(Selected passage):
Wow, it has been almost a month since I’ve posted last.  I have a lot to say, but not a lot of computer time in order to say it…  and I’ve been so tired it has been hard to try and sort it into some sort of coherence.  I still can’t exactly hope for coherence, but since I’ve gotten tired of writing blog posts in my head when I can’t sleep in the middle of the night I figured I would at least get something posted and perhaps my nocturnal brain ramblings can fix on something else.

So, let me see.  First off, I’m pregnant.  Matt and I are really happy about this, and we do know how this happens, thank you very much.  :-)  And while we both somewhat wish there was a way for me to gestate without it affecting me physically or emotionally, we’re  very much looking forward to meeting this new little person sometime in early June.

(Data extract):
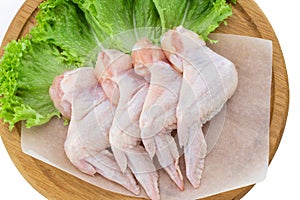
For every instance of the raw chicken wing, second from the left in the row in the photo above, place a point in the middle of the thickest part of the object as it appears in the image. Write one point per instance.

(What this exercise asks):
(a) Decide whether each statement agrees with the blog post, answering yes or no and quoting the words of the post that settle it: (i) The writer last posted about a week ago. (ii) Matt and the writer are happy about the pregnancy. (iii) The baby is expected sometime in early June.
(b) According to the blog post, what has the writer been doing in the middle of the night when unable to sleep?
(c) Carry on the blog post, picking up after its last sentence.

(Outputs for the tasks):
(a)
(i) No: "it has been almost a month since I’ve posted last."
(ii) Yes: "Matt and I are really happy about this"
(iii) Yes: "sometime in early June"

(b) Writing blog posts in their head.

(c)
The main drawback of the pregnancy so far, other than the fatigue of course, is that I’ve become horribly smell sensitive.  My pregnant body has decided that the trailer smells absolutely and horribly repulsive.  To top things off, I’ve also become quite claustrophobic about the trailer, making it virtually impossible for me to be in the trailer, much less actually do anything useful in there like cook or do dishes or even sleep.  After struggling with that for several weeks (and repeating to myself “It is all in your head, it is all in your head” over and over again, which then would inadvertently turn into “I’m going to die, I’m going to die” without me noticing) I finally gave up and started staying at other people’s houses for the night.  I was first at a friend of the family where my MIL was house-sitting, then we were able to move to Matt’s grandparents.  Emma and Gregory and I have been staying there every night since approximately the beginning of the month.  I’m much less tired since we started doing this, and I has helped with the nausea quite a bit.  However, it means that we only see Matt during the day when we’re out working on the property (he’s taking Nov. off to work on the house).  He doesn’t have any problem with the trailer at all - he’s reverted to Matt the Mountain Man (albeit one who lives on frozen pizza, burritos, and spaghetti rather than varmit stew) but it works perfectly well for him.  The kids and I miss him though, and the situation is a little lonely at times for him too.  It is very strange to see him during the day then have to say good-bye to go off to our respective dinners and beds - quite the opposite of what most daddy and family relationships are like!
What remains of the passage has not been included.